What to do ▸ Nothing is to be altered; the data must be repeated exactly.

........

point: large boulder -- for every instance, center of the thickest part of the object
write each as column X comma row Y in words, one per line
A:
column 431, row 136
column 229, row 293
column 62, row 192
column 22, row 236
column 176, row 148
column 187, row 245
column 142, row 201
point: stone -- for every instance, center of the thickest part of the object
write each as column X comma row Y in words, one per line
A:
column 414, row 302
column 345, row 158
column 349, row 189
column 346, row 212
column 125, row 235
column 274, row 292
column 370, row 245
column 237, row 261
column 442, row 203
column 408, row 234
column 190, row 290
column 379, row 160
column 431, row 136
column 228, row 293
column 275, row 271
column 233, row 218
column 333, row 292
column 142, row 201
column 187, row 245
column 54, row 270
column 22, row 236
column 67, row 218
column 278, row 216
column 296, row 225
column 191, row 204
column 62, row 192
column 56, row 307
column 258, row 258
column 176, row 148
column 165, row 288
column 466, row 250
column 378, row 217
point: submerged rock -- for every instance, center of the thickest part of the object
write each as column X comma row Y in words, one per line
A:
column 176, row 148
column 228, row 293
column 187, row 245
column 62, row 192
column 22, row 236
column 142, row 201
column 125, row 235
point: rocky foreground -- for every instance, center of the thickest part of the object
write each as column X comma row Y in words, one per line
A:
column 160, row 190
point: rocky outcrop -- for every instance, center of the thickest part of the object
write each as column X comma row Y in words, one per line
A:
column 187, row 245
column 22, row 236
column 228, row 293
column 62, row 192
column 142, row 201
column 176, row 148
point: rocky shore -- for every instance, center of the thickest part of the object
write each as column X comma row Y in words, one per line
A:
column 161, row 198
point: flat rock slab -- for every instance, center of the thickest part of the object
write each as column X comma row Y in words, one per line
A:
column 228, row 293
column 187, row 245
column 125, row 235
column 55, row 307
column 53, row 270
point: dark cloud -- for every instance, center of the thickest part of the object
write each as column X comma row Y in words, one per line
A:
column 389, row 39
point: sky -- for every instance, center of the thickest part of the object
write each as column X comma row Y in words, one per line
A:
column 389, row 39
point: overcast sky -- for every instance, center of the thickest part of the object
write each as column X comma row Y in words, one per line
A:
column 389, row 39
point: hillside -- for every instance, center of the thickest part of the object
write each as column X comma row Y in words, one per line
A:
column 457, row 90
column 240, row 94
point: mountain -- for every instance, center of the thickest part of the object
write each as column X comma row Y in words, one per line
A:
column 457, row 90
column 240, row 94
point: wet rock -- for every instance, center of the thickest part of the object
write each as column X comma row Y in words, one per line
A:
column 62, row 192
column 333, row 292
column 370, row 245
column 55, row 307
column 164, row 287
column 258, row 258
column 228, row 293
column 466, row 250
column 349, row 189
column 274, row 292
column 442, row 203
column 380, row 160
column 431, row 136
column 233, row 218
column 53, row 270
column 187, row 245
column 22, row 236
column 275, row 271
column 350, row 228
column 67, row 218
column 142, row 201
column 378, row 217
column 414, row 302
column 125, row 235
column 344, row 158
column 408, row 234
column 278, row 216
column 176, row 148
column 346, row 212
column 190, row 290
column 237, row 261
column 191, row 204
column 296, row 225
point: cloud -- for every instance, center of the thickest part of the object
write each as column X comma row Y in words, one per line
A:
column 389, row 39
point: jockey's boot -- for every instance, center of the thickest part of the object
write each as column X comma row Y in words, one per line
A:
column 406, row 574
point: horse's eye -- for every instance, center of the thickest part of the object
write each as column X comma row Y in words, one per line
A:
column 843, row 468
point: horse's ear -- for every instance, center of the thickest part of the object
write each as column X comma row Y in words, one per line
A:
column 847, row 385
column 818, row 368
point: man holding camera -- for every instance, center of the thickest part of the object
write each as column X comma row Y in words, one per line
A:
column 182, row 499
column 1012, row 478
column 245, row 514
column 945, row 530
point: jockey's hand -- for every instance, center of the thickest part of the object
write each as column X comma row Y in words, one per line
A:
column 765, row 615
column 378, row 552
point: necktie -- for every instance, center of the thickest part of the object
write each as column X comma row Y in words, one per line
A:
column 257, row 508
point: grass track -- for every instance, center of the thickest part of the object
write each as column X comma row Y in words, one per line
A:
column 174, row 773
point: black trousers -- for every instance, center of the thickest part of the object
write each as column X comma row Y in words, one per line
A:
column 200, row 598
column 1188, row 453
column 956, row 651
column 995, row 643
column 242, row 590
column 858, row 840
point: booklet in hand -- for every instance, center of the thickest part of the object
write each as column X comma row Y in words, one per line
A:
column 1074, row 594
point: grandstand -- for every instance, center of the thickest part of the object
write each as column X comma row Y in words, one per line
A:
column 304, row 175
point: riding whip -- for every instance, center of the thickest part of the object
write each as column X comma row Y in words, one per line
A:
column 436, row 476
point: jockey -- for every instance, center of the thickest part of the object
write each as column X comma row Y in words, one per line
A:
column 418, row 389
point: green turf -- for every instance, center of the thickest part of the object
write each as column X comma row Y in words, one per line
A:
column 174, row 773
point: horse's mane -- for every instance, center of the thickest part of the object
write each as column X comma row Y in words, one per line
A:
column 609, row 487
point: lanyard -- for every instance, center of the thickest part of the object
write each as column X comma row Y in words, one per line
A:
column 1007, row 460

........

Task output ▸
point: large boulder -- for every instance, center of the thickest part of the object
write each as column X comma row Y in words, one per line
A:
column 431, row 136
column 229, row 293
column 62, row 192
column 22, row 236
column 176, row 148
column 187, row 245
column 142, row 201
point: stone -- for every instance, center of the thickest part of the object
write each as column X comma row Y in words, one per line
A:
column 414, row 302
column 345, row 158
column 349, row 189
column 346, row 212
column 125, row 235
column 274, row 292
column 370, row 245
column 237, row 261
column 442, row 203
column 408, row 234
column 190, row 290
column 379, row 160
column 431, row 136
column 228, row 293
column 275, row 271
column 233, row 218
column 333, row 292
column 142, row 201
column 187, row 245
column 54, row 270
column 22, row 236
column 67, row 218
column 278, row 216
column 296, row 225
column 191, row 204
column 62, row 192
column 56, row 307
column 258, row 258
column 176, row 148
column 165, row 288
column 466, row 250
column 378, row 217
point: submerged rock -- for every instance, center of the thickest part of the object
write each as column X comma row Y in words, one per line
A:
column 176, row 148
column 228, row 293
column 187, row 245
column 62, row 192
column 22, row 236
column 142, row 201
column 125, row 235
point: rocky foreground -- for every instance, center of the thickest part of the object
write each as column X comma row Y in words, one per line
A:
column 160, row 190
point: rocky outcrop -- for every instance, center of the thickest part of the object
write each as column X comma row Y in words, one per line
A:
column 187, row 245
column 22, row 236
column 228, row 293
column 62, row 192
column 142, row 201
column 176, row 148
point: rocky shore -- for every instance, center of the thickest part of the object
write each as column X comma row Y in words, one per line
A:
column 161, row 198
point: flat rock slab -- for every instance, center of the thickest part of the object
write each as column X comma row Y in words, one per line
A:
column 228, row 293
column 187, row 245
column 125, row 235
column 55, row 307
column 53, row 270
point: dark cloud -- for every instance, center of the thickest part of the object
write each as column X comma row Y in words, one per line
A:
column 389, row 39
point: sky -- for every instance, center of the thickest part of the object
write each as column X comma row Y in words, one per line
A:
column 389, row 39
point: overcast sky -- for every instance, center of the thickest part of the object
write each as column X comma row Y in words, one per line
A:
column 389, row 39
point: hillside -- for every instance, center of the thickest part of the object
write each as column X comma row Y in words, one per line
A:
column 457, row 90
column 240, row 94
point: mountain -- for every instance, center of the thickest part of the object
write each as column X comma row Y in words, one per line
A:
column 457, row 90
column 240, row 94
point: wet rock -- for every instance, center of the thickest part of the object
write each as column X comma row Y in words, one per line
A:
column 62, row 192
column 333, row 292
column 370, row 245
column 55, row 307
column 164, row 287
column 258, row 258
column 228, row 293
column 466, row 250
column 349, row 189
column 274, row 292
column 442, row 203
column 380, row 160
column 431, row 136
column 233, row 218
column 53, row 270
column 187, row 245
column 22, row 236
column 275, row 271
column 350, row 228
column 67, row 218
column 142, row 201
column 378, row 217
column 414, row 302
column 125, row 235
column 344, row 158
column 408, row 234
column 278, row 216
column 176, row 148
column 346, row 212
column 190, row 290
column 237, row 261
column 191, row 204
column 296, row 225
point: cloud -- for every instance, center of the thickest part of the object
write each as column X comma row Y in words, one per line
A:
column 389, row 39
point: jockey's boot -- for every instance, center of the thickest part of the object
write each as column X comma row Y in words, one per line
A:
column 406, row 574
point: horse's eye -- for every instance, center of the thickest part of the object
write each as column X comma row Y in words, one per line
A:
column 843, row 468
point: horse's ear -- for every instance, center of the thickest part of the object
write each as column X comma row Y in words, one per line
A:
column 847, row 385
column 818, row 368
point: man holding camera -- for every instance, center of the thickest part of the object
write each as column X comma row Y in words, one per line
A:
column 182, row 499
column 1012, row 478
column 245, row 514
column 945, row 530
point: jockey's hand -- for every instance, center of the thickest part of the object
write each as column X comma row Y in words, one per line
A:
column 765, row 615
column 378, row 552
point: necktie -- for every instance, center of the thickest part of the object
write each as column X comma row Y in words, one per line
A:
column 257, row 508
point: grass track -- for every instance, center of the thickest part of the object
write each as column X comma row Y in words, one per line
A:
column 174, row 773
point: black trousers -- for every instance, center of the thickest part of the object
write each as column X comma row Y in words, one per line
A:
column 200, row 598
column 1188, row 453
column 956, row 651
column 995, row 643
column 242, row 590
column 858, row 840
point: booklet in hand -- for every instance, center of the thickest part of the object
write each as column X comma row Y in words, one per line
A:
column 1074, row 594
point: grandstand -- for every instance, center of the thickest part of the object
write each as column X comma row Y in words, one per line
A:
column 304, row 175
point: riding whip -- for every instance, center of the thickest part of the object
write each as column X comma row Y in words, one per line
A:
column 436, row 476
point: jockey -- for every instance, center of the thickest part of the object
write each as column X comma row Y in words, one per line
A:
column 418, row 389
point: green turf -- for every instance, center of the thickest part of the object
write each as column X comma row Y in words, one per line
A:
column 174, row 773
point: horse's mane -- for every instance, center of the thickest part of the object
write each as column X comma row Y in words, one per line
A:
column 609, row 487
point: lanyard -- for every instance, center of the thickest part of the object
write each as column X comma row Y in words, one per line
A:
column 1007, row 460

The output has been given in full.